# THE PROBLEM
Pull out each line below that contains the word "cargo" and copy it in full.

# DATA SUPPLIED

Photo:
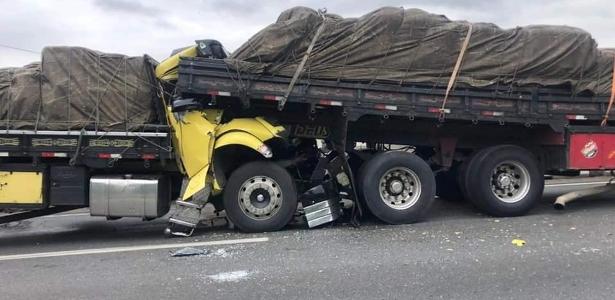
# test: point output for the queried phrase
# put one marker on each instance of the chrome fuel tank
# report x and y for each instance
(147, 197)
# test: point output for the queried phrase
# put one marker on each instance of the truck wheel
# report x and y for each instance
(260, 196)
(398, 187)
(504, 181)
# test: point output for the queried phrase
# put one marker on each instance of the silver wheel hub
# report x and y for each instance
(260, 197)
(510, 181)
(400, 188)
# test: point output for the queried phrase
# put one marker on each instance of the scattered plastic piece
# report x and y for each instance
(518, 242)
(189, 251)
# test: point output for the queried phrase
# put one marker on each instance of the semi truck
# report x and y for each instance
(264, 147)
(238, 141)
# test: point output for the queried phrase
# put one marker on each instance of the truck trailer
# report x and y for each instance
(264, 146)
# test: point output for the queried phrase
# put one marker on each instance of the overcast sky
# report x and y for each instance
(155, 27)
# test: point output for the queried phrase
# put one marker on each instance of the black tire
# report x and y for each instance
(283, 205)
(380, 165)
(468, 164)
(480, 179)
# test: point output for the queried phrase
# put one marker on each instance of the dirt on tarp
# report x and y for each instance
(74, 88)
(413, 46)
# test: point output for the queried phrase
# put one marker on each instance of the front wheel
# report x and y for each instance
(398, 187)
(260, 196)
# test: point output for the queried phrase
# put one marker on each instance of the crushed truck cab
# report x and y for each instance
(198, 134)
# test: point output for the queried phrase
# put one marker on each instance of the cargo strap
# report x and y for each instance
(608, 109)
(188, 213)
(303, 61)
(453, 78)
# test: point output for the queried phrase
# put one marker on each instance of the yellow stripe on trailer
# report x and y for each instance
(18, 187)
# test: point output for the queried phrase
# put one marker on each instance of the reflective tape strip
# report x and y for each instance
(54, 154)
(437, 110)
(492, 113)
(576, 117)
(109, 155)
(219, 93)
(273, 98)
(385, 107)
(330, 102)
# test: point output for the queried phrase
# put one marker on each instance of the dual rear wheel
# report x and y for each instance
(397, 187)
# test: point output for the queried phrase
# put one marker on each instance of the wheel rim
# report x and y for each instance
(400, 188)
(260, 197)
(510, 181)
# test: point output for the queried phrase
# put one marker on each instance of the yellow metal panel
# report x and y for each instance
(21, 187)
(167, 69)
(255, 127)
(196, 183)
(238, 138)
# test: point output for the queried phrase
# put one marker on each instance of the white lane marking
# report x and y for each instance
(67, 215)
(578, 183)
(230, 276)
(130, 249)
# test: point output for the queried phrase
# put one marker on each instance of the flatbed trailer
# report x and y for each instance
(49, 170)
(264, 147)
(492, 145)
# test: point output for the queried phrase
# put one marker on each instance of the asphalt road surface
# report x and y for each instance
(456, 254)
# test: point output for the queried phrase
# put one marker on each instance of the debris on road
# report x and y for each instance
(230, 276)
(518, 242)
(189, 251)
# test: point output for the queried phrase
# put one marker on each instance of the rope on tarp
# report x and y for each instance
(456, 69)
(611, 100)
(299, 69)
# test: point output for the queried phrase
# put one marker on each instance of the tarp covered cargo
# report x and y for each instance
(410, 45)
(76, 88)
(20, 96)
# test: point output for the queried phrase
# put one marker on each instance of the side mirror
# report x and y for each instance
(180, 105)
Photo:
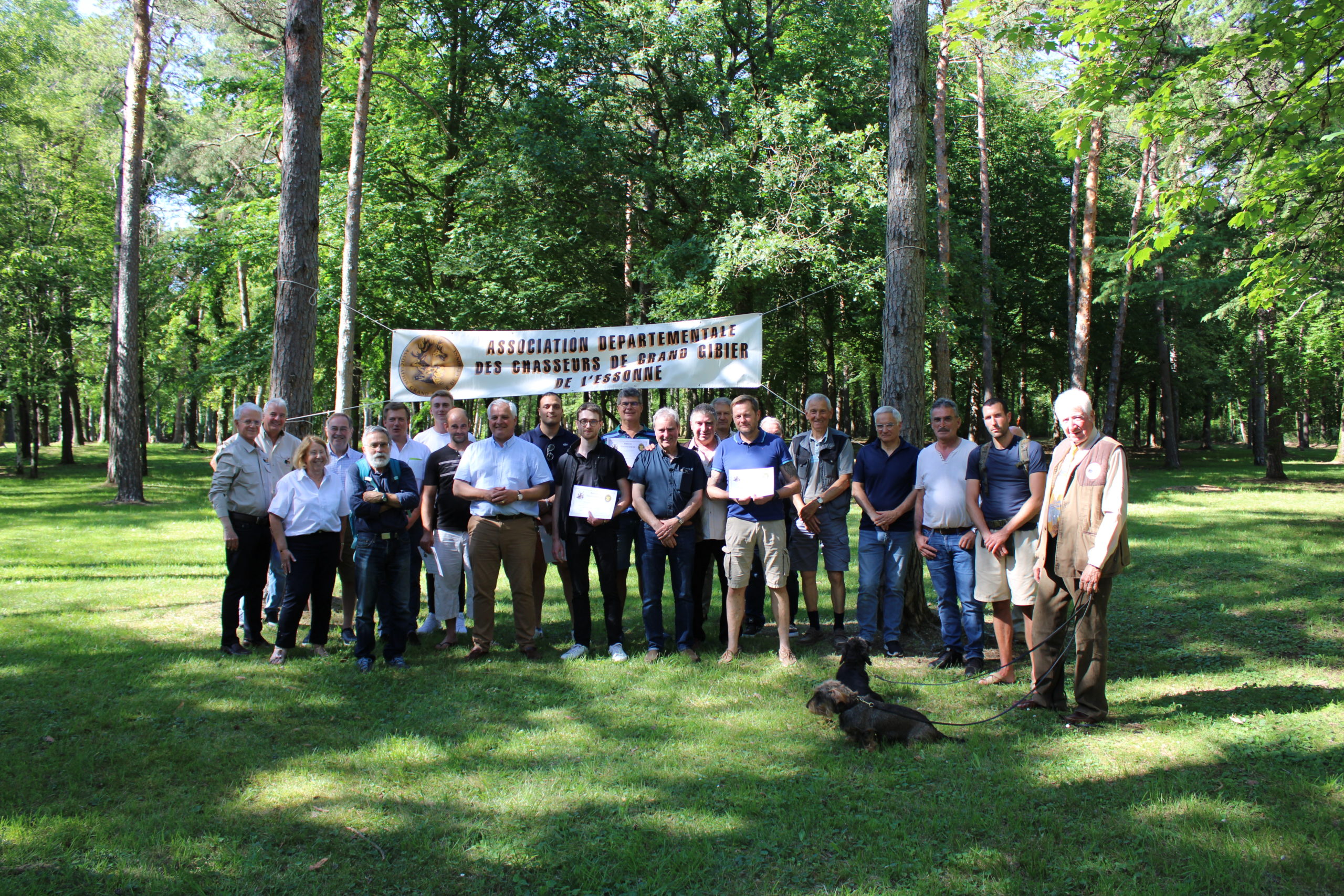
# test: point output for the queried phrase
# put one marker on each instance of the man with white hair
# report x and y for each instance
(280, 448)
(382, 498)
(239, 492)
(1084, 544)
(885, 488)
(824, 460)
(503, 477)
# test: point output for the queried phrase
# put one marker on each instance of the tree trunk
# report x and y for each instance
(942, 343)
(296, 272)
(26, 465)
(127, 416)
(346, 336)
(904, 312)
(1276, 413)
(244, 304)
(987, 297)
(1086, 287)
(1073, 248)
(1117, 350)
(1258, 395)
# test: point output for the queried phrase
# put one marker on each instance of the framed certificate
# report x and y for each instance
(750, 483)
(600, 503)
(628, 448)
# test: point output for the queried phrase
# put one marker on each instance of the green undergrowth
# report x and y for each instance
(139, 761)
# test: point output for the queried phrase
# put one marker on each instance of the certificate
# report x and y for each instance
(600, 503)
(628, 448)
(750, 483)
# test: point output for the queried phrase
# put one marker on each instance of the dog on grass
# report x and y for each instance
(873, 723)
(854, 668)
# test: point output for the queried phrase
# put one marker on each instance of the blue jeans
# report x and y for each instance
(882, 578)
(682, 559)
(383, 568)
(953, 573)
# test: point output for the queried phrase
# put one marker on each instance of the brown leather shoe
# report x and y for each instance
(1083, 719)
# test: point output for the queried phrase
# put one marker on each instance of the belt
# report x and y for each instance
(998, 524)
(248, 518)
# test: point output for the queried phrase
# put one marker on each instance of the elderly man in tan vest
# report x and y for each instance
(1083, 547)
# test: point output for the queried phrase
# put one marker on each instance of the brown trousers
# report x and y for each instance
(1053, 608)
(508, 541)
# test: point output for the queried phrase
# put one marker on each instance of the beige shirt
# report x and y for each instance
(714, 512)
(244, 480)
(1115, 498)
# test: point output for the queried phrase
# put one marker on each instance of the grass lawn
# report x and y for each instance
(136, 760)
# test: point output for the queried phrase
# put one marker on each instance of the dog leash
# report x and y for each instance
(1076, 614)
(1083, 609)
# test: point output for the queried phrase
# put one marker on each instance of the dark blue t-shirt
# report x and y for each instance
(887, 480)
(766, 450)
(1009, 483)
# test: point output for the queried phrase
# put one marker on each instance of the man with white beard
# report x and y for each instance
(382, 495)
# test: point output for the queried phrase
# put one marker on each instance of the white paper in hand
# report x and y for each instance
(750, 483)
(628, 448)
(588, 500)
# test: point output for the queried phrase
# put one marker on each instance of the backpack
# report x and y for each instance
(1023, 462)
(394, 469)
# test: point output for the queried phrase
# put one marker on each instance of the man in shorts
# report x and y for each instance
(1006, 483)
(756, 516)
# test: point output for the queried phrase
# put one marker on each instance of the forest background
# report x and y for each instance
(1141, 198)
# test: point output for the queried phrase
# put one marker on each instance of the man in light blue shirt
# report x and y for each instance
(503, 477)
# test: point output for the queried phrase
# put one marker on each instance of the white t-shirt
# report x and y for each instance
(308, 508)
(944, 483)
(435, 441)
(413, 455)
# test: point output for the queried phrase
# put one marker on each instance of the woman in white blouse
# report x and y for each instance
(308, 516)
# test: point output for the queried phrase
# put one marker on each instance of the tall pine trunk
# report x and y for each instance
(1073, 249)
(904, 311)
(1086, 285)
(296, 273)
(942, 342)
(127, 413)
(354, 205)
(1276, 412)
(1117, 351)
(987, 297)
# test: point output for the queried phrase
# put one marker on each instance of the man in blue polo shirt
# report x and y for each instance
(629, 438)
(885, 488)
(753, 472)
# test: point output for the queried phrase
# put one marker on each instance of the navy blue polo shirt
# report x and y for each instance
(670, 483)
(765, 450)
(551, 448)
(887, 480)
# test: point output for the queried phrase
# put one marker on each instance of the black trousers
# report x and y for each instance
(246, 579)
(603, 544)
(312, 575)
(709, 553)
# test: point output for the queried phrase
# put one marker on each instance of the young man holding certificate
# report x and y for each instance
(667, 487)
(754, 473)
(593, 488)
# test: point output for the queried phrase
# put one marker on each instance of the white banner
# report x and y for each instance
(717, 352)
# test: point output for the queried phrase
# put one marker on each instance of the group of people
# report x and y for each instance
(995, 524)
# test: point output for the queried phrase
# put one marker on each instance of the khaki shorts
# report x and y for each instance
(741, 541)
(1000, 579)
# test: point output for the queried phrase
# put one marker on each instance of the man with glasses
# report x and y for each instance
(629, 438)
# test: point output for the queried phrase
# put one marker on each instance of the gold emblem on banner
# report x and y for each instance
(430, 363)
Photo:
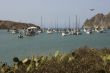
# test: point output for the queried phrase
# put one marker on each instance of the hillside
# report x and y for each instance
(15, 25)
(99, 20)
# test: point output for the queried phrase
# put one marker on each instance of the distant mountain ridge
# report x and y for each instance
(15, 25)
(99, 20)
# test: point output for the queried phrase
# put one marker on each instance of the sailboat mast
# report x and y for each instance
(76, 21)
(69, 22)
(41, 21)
...
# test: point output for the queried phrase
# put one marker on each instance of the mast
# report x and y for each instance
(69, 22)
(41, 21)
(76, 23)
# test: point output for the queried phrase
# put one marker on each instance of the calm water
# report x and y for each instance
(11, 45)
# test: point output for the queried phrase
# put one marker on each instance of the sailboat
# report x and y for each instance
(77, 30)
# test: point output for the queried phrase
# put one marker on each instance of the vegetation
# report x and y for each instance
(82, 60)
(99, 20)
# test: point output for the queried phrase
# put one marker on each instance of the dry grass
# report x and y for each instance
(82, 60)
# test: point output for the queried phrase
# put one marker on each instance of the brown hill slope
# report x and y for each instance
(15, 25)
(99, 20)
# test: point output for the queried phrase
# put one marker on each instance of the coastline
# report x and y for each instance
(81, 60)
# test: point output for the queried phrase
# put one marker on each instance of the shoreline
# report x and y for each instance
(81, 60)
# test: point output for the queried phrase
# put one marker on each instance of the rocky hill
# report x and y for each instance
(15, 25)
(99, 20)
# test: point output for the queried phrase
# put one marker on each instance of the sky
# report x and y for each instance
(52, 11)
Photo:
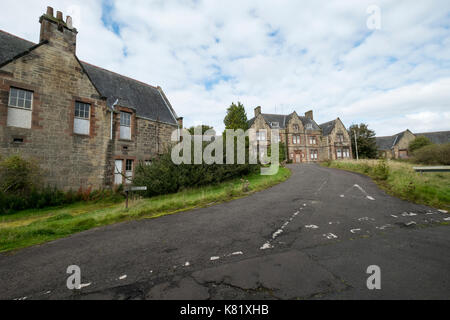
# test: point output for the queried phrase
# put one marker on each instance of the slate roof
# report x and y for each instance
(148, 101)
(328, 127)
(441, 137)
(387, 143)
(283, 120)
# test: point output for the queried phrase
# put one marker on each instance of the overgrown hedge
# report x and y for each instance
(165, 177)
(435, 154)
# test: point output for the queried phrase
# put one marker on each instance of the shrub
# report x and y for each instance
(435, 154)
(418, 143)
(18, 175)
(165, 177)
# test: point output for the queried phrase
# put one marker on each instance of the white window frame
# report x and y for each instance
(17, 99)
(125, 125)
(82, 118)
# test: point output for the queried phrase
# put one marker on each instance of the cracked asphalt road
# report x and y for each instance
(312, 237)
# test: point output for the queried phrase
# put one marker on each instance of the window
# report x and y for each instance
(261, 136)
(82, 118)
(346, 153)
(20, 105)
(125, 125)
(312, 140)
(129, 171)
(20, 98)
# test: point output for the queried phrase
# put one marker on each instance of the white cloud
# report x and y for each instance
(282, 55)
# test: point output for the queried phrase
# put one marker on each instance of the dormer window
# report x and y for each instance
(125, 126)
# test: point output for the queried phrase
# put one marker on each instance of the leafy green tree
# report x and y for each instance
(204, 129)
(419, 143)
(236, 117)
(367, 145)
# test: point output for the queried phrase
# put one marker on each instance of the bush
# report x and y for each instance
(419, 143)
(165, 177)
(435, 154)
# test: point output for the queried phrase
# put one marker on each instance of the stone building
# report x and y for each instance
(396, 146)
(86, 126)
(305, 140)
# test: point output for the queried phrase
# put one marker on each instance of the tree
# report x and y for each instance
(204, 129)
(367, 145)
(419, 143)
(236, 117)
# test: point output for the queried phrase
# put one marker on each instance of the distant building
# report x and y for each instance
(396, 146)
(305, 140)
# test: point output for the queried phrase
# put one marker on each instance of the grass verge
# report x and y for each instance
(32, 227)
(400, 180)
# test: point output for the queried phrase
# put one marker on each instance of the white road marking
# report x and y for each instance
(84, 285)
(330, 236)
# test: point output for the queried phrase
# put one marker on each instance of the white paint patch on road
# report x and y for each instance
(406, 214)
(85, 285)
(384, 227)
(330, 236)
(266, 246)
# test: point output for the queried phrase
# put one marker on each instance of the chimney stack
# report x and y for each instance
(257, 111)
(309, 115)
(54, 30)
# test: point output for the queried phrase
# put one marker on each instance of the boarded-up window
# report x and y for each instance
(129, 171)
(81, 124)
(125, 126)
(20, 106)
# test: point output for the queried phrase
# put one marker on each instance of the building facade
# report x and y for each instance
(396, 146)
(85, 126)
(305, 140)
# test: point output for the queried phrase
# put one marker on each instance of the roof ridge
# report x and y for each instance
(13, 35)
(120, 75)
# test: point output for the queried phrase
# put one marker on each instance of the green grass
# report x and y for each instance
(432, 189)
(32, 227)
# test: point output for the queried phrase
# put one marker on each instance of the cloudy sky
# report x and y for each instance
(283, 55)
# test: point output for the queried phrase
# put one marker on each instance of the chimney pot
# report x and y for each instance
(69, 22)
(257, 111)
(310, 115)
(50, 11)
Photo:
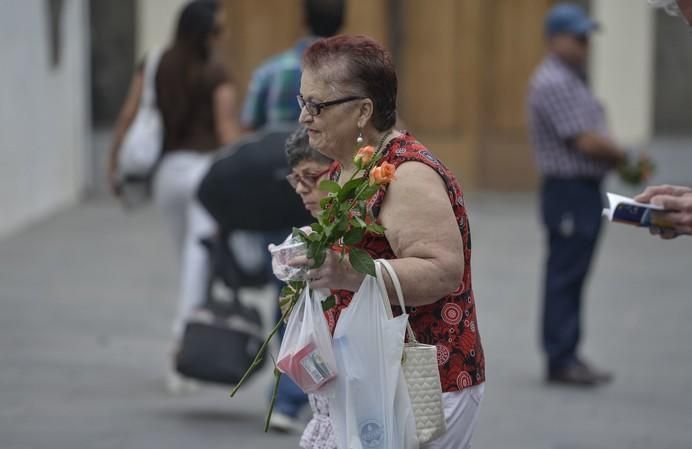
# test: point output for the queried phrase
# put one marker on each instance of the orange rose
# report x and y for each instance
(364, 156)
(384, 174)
--
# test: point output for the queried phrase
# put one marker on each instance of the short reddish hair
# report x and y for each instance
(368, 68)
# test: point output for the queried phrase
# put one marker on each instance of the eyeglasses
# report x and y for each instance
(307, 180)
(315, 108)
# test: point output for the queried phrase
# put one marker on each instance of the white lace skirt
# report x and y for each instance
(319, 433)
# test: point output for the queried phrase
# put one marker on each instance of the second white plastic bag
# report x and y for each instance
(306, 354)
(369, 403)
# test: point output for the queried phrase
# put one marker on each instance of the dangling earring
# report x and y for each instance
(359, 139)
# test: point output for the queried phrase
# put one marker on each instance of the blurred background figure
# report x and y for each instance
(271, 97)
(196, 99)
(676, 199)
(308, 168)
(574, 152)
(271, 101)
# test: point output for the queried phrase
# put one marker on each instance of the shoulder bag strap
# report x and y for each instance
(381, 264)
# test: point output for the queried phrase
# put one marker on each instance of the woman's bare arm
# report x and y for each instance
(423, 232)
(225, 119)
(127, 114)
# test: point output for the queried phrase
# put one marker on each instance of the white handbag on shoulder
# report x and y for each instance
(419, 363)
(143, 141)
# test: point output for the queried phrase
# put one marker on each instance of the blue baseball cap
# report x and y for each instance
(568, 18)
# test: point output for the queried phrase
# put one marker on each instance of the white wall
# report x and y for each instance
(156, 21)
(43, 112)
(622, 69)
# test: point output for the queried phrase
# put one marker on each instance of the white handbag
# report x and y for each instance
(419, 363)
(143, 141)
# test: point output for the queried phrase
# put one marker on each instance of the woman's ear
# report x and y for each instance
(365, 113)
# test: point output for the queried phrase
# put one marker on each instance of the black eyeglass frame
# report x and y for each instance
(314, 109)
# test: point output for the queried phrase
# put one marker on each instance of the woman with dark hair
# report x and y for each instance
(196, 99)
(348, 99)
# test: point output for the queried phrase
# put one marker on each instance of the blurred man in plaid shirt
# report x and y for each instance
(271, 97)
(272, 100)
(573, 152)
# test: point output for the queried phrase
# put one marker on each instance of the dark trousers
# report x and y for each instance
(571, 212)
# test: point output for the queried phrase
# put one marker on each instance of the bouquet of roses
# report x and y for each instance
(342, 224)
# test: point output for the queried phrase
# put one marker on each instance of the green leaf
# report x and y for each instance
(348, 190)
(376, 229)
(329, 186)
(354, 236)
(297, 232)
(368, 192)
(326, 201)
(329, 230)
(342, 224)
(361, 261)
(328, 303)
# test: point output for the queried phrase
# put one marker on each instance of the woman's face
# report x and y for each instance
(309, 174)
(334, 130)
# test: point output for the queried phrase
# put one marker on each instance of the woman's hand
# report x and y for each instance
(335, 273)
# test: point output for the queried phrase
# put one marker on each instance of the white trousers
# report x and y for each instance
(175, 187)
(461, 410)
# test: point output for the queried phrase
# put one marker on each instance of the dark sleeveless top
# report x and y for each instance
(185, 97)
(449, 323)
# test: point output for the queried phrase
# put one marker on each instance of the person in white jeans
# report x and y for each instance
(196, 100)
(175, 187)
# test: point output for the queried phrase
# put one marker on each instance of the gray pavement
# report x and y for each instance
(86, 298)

# ANSWER IN FULL
# put one marker on each instance of the cargo strap
# put one marker on each instance of the tarp covered cargo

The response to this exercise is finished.